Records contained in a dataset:
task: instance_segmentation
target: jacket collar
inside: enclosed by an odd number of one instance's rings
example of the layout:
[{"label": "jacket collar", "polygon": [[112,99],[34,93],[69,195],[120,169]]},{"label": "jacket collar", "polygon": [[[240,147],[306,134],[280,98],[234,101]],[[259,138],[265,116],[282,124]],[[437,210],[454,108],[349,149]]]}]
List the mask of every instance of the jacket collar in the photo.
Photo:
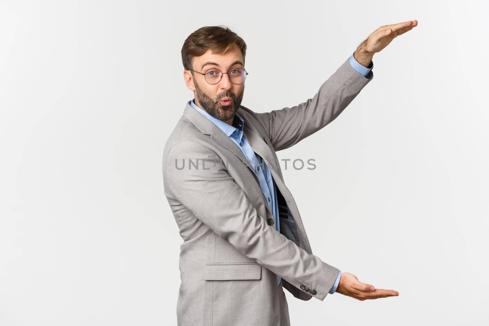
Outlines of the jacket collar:
[{"label": "jacket collar", "polygon": [[[256,175],[256,174],[253,170],[248,159],[236,146],[236,144],[231,140],[228,135],[221,130],[216,124],[193,108],[190,102],[191,101],[187,102],[187,105],[183,111],[183,116],[192,122],[202,133],[210,135],[211,139],[232,152],[239,157],[243,163],[253,172],[257,180],[259,180],[258,176]],[[238,112],[246,113],[245,111],[241,108],[238,109]],[[242,117],[244,116],[243,113],[239,114],[239,115],[240,118],[242,119]],[[283,180],[283,176],[282,174],[282,171],[272,154],[271,146],[267,142],[264,136],[261,135],[259,131],[252,124],[249,123],[249,122],[247,123],[246,121],[244,120],[243,121],[244,137],[246,141],[249,143],[253,150],[263,158],[272,174],[273,173],[276,173]]]}]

## Task statement
Print the records above line for line, without any changes, and leave the picture out of your answer.

## Result of the exercise
task: instance_segmentation
target: jacket collar
inside: enclosed by an odd number of one instance's rings
example of the layout:
[{"label": "jacket collar", "polygon": [[112,99],[34,93],[69,195],[120,169]]},{"label": "jacket collar", "polygon": [[[240,147],[306,134],[280,98],[234,101]],[[259,138],[265,116],[282,124]],[[437,210],[454,108],[349,149]]]}]
List the mask of every instance of the jacket collar in the photo.
Photo:
Outlines of the jacket collar:
[{"label": "jacket collar", "polygon": [[[256,175],[256,174],[253,170],[248,159],[236,146],[236,144],[231,140],[228,135],[221,130],[216,124],[193,108],[190,102],[191,101],[187,102],[187,105],[183,111],[183,116],[192,122],[202,133],[210,135],[211,139],[232,152],[239,157],[243,163],[253,172],[257,180],[259,180],[258,176]],[[238,112],[246,113],[245,111],[241,108],[238,109]],[[242,117],[244,116],[243,113],[239,114],[239,115],[240,118],[242,119]],[[283,180],[283,176],[282,174],[282,171],[272,154],[271,146],[267,142],[264,136],[261,135],[259,131],[252,124],[249,123],[249,122],[247,123],[246,121],[244,120],[243,121],[244,137],[246,141],[249,143],[253,150],[263,158],[272,174],[273,173],[276,173]]]}]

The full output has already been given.